● Exercise directions
Could you output all of the records below exactly as they appear?

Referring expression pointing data
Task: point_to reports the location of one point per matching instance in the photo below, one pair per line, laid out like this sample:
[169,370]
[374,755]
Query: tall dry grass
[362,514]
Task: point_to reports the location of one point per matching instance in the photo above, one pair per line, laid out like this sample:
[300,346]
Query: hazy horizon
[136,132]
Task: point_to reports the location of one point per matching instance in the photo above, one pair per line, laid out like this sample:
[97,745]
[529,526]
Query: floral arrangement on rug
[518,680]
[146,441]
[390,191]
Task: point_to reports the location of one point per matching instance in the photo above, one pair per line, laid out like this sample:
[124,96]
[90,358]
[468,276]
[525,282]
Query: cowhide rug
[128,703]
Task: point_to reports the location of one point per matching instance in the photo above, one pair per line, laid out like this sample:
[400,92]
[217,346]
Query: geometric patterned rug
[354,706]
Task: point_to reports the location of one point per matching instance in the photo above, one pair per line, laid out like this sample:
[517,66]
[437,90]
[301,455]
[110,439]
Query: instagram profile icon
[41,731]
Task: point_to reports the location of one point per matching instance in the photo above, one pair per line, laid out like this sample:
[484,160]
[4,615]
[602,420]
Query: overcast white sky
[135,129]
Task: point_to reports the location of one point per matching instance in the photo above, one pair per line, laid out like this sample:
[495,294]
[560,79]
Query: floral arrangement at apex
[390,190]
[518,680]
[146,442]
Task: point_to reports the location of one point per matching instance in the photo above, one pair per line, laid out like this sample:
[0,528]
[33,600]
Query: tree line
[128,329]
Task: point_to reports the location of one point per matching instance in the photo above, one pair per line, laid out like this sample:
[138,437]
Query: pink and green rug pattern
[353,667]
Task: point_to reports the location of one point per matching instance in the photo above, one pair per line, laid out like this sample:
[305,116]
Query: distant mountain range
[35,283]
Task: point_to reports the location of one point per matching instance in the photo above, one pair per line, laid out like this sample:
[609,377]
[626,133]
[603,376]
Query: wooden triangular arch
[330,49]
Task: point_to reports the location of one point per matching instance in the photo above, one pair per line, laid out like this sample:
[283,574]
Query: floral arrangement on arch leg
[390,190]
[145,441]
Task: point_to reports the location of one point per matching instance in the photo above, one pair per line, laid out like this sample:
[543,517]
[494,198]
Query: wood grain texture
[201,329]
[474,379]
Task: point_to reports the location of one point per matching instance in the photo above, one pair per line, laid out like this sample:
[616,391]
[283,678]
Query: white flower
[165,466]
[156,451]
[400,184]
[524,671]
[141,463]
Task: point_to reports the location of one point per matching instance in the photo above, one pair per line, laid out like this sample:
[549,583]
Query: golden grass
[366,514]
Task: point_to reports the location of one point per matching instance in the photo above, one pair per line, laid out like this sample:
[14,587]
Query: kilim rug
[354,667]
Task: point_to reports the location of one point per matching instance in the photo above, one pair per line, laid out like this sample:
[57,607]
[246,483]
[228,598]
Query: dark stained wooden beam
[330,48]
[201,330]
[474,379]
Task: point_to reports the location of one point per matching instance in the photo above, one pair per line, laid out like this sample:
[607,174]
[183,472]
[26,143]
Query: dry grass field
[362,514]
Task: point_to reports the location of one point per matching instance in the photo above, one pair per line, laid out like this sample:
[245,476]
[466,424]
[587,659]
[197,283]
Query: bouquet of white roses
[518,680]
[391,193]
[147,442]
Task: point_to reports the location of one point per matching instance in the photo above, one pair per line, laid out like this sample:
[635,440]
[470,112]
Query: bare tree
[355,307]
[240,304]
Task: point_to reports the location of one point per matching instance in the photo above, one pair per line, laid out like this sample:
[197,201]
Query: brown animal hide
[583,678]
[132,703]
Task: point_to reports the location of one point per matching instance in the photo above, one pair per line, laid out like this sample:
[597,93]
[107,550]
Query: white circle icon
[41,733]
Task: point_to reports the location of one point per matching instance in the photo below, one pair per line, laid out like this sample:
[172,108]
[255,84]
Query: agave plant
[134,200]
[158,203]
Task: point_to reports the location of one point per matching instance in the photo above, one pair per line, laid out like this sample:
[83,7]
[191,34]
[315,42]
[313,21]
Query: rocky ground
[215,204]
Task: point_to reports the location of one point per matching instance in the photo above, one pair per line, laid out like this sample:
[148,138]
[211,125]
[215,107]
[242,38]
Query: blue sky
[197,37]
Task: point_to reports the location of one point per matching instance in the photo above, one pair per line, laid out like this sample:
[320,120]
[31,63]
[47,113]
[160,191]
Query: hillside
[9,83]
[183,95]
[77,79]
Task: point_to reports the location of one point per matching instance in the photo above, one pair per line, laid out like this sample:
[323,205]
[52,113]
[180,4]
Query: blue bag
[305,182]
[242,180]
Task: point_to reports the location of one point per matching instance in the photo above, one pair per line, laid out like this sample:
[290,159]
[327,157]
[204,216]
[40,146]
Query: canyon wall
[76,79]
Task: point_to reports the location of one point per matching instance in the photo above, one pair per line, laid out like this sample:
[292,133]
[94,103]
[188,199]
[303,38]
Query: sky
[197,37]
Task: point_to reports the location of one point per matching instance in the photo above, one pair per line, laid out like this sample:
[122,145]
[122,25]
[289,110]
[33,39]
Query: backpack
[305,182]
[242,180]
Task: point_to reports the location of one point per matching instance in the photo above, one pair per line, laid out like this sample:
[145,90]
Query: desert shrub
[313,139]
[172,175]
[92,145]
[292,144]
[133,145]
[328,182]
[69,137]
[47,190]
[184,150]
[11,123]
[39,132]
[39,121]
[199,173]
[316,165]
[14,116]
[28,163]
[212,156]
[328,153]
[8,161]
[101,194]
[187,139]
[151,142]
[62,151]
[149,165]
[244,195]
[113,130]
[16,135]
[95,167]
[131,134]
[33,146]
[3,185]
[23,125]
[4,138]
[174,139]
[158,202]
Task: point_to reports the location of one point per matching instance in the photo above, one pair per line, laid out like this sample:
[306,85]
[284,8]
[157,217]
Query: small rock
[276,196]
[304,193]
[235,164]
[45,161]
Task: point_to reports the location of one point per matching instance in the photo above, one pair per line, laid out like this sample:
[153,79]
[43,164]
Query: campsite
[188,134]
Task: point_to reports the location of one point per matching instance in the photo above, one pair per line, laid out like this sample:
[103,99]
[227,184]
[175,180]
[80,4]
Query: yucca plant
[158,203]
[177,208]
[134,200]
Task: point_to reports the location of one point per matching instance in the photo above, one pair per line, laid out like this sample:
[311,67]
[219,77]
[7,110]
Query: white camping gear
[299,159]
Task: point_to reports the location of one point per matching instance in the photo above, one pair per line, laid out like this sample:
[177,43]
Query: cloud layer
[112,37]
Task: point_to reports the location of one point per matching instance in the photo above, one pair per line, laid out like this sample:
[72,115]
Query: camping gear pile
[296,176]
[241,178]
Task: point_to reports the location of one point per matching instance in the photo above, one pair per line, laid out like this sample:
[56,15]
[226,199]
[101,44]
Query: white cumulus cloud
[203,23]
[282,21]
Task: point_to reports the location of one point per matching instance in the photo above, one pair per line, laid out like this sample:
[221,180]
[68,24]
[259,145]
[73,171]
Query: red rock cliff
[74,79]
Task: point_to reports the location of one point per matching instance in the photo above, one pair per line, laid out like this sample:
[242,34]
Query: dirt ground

● Worked solution
Task: point_to reports the location of one point per matching instance in the photo below, one pair per line, laid out like this sample:
[169,370]
[374,755]
Query: tall dry grass
[362,514]
Task: point_to reports the location of one point per matching instance in the photo above, one pair per line, laid out like this sample:
[300,346]
Query: hazy horizon
[136,132]
Task: point_to reports the location of one point per matching instance in the photo above, one pair per line, laid out like this sample:
[97,745]
[529,526]
Query: floral arrangement on rug
[518,680]
[146,441]
[390,191]
Task: point_to reports the location of one point per matching instance in the photo above, one pair per line, laid out like this sample:
[124,96]
[90,358]
[468,276]
[525,282]
Query: cowhide rug
[128,703]
Task: point_to reports the location of one point per matching instance in the photo above, one pair per line, laid out like this sample:
[400,92]
[217,346]
Query: geometric patterned rug
[354,706]
Task: point_to reports the location of one point per matching instance in the photo above, one pair per line, laid out like this sample:
[517,66]
[437,90]
[301,455]
[110,439]
Query: instagram profile icon
[41,731]
Task: point_to reports the location of one point per matching instance in the photo above, one pair per line, laid out like this sample:
[484,160]
[4,615]
[602,420]
Query: overcast white sky
[135,129]
Task: point_to reports the location of one point per matching instance in the photo above, one pair per line, laid out like this sample:
[495,294]
[560,79]
Query: floral arrangement at apex
[390,190]
[518,680]
[146,442]
Task: point_to reports the location of one point per matching instance in the photo above, one pair per line, laid out like this sample:
[0,528]
[33,600]
Query: tree line
[128,329]
Task: point_to reports the location of one point per matching instance in the photo above, one pair per line, laid out like this sample:
[138,437]
Query: pink and green rug pattern
[353,667]
Task: point_to reports the location of one point per matching instance in the photo above, one pair per line, laid out like this sample:
[305,116]
Query: distant mountain range
[35,283]
Task: point_to reports the location of one point per matching instance in the photo above, one pair per line, laid out like this sample:
[609,377]
[626,133]
[603,376]
Query: wooden triangular arch
[330,49]
Task: point_to reports the location of one point per matching instance in the photo above, one pair per line, laid out like this sample:
[283,574]
Query: floral arrangement on arch leg
[390,190]
[145,441]
Task: point_to reports the location of one point per matching instance in the photo above, one pair per line, laid out like this sample:
[543,517]
[494,198]
Query: wood grain texture
[201,329]
[474,379]
Task: point_to reports the location of one point per matching instance in the photo above, one pair per line, laid out like this sample:
[616,391]
[283,678]
Query: white flower
[165,466]
[156,451]
[400,184]
[524,671]
[141,463]
Task: point_to reports the location of one point per matching instance in the photo above, one pair per line, laid out like this sample:
[549,583]
Query: golden grass
[366,514]
Task: point_to reports the location of one point per matching instance in the photo above, one pair per line, laid out like this sample:
[14,587]
Query: kilim rug
[354,667]
Task: point_to reports the location of one point per matching instance in the photo above, one pair per line, laid out like this sample:
[57,607]
[246,483]
[228,598]
Query: dark stained wooden beam
[330,48]
[201,330]
[474,379]
Task: point_to reports the location of one point per matching instance in the photo above, one pair per line, laid out like this sample:
[607,174]
[183,472]
[26,143]
Query: dry grass field
[362,514]
Task: point_to reports the location of one point per matching instance in the photo above, one pair per line, laid out like this sample:
[245,476]
[466,424]
[587,659]
[197,283]
Query: bouquet of white roses
[518,680]
[391,193]
[147,442]
Task: point_to reports the location of one point per matching instance in the photo above, one pair per line, laid out like this sample:
[635,440]
[470,112]
Query: bare tree
[355,307]
[240,304]
Task: point_to reports the location of one point per matching instance in the photo above, one pair per line, laid out like this sample:
[197,201]
Query: brown animal hide
[583,678]
[132,703]
Task: point_to reports the location of one point per matching instance in the photo above, one pair per line, laid out like this sample:
[597,93]
[107,550]
Query: white circle icon
[41,733]
Task: point_to reports the location of one point per matching instance in the photo below, one pair per line, laid out like this sample:
[172,108]
[255,84]
Query: agave plant
[134,200]
[158,203]
Task: point_to reports the location of one point per matching instance in the photo above, one pair per line, laid out like this sample:
[83,7]
[191,34]
[315,42]
[313,21]
Query: rocky ground
[215,204]
Task: point_to reports the location of one point per matching instance in the photo above, one pair per line, laid out like this sample:
[148,138]
[211,125]
[215,107]
[242,38]
Query: blue sky
[197,37]
Task: point_to reports the location of one point per matching instance in the photo above, one pair per line, laid out like this sample:
[320,120]
[31,63]
[47,113]
[160,191]
Query: hillside
[9,83]
[183,95]
[77,79]
Task: point_to reports the location of one point per matching instance in the photo above, one pair per line, laid out like this sample:
[323,205]
[52,113]
[180,4]
Query: blue bag
[305,182]
[242,180]
Task: point_to reports the location of one point per matching instance in the photo above, one pair per line, laid out like this sample:
[290,159]
[327,157]
[204,216]
[40,146]
Query: canyon wall
[76,79]
Task: point_to reports the location of one point per matching instance in the photo above, one pair per line, laid out like this sample:
[292,133]
[94,103]
[188,199]
[303,38]
Query: sky
[197,37]
Task: point_to reports the location of one point per matching instance in the photo above, one pair per line, laid out like this sample:
[122,145]
[122,25]
[289,110]
[33,39]
Query: backpack
[305,182]
[242,180]
Task: point_to reports the location of one point per matching instance in the photo above, one pair per line, laid out like this sample:
[145,90]
Query: desert shrub
[313,139]
[172,175]
[92,145]
[292,144]
[133,145]
[328,182]
[69,137]
[47,190]
[184,150]
[11,123]
[39,132]
[39,121]
[199,173]
[316,165]
[14,116]
[28,163]
[212,156]
[328,153]
[8,161]
[101,194]
[187,139]
[151,142]
[62,151]
[149,165]
[244,195]
[113,130]
[16,135]
[95,167]
[131,134]
[33,146]
[3,185]
[23,125]
[4,138]
[174,139]
[158,202]
Task: point_to reports the location of one point per matching instance in the photo above, one pair per line, laid out like this sample:
[306,85]
[284,8]
[157,217]
Query: small rock
[276,196]
[304,193]
[235,164]
[45,161]
Task: point_to reports the location of one point per matching instance in the photo above, one pair per line, laid out like this sample:
[153,79]
[43,164]
Query: campsite
[188,134]
Task: point_to reports the location of one point per matching instance in the photo above, one pair per line, laid out like this sample:
[103,99]
[227,184]
[175,180]
[80,4]
Query: yucca plant
[158,203]
[177,208]
[134,200]
Task: point_to reports the location of one point per matching instance in the photo above, one pair per line, laid out like this sample:
[311,67]
[219,77]
[7,110]
Query: white camping gear
[299,159]
Task: point_to reports the location of one point per matching instance in the photo above, one pair per line, laid out like this sample:
[177,43]
Query: cloud layer
[112,37]
Task: point_to reports the location of one point per matching instance in the photo above, one pair per line, laid out like this sample:
[72,115]
Query: camping gear pile
[296,176]
[241,178]
Task: point_to reports the location of one point per matching instance in the photo above, one pair per line, laid out like this sample:
[56,15]
[226,199]
[101,44]
Query: white cumulus cloud
[203,23]
[282,21]
Task: point_to reports the location of one point per matching instance in the photo above, one pair per line, laid out like this sample:
[221,180]
[68,24]
[259,145]
[73,171]
Query: red rock cliff
[74,79]
Task: point_to reports the location of one point per matching instance in the photo above, one pair per line, laid out like this sample:
[242,34]
Query: dirt ground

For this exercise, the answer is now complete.